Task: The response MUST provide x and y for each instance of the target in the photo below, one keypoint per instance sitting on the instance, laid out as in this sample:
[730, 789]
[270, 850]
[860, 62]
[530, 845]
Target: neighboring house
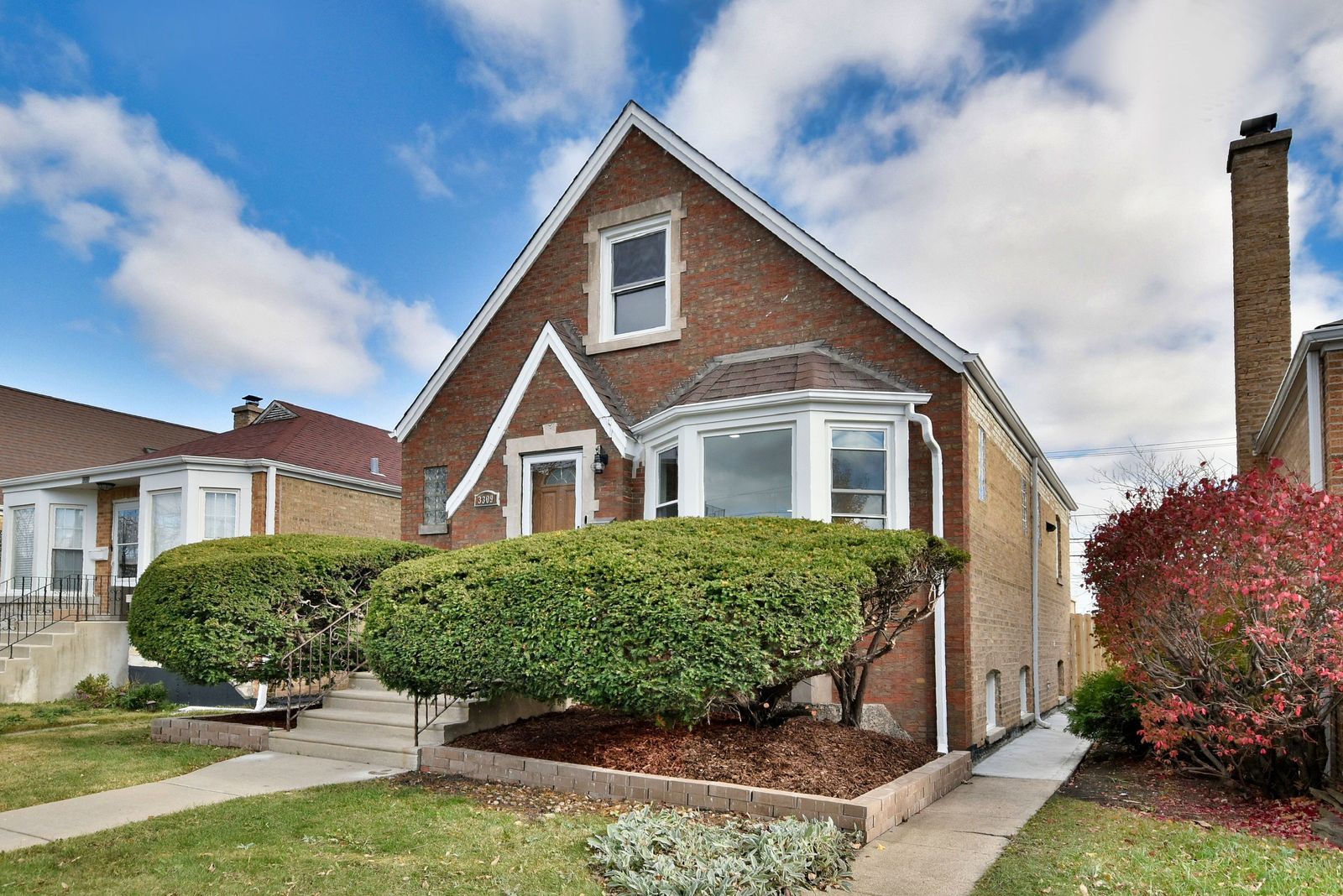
[89, 533]
[668, 344]
[39, 434]
[1288, 404]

******

_Written problem_
Reproduce the entry above word for word, leaving out the picture.

_The result_
Task: The response MUST provide x and y for each instance of the target in the photo below, one keypoint per instance sitting on the instance, laid out as in this sample:
[730, 789]
[270, 850]
[860, 62]
[530, 845]
Target: neighboring house
[89, 533]
[668, 344]
[39, 434]
[1288, 404]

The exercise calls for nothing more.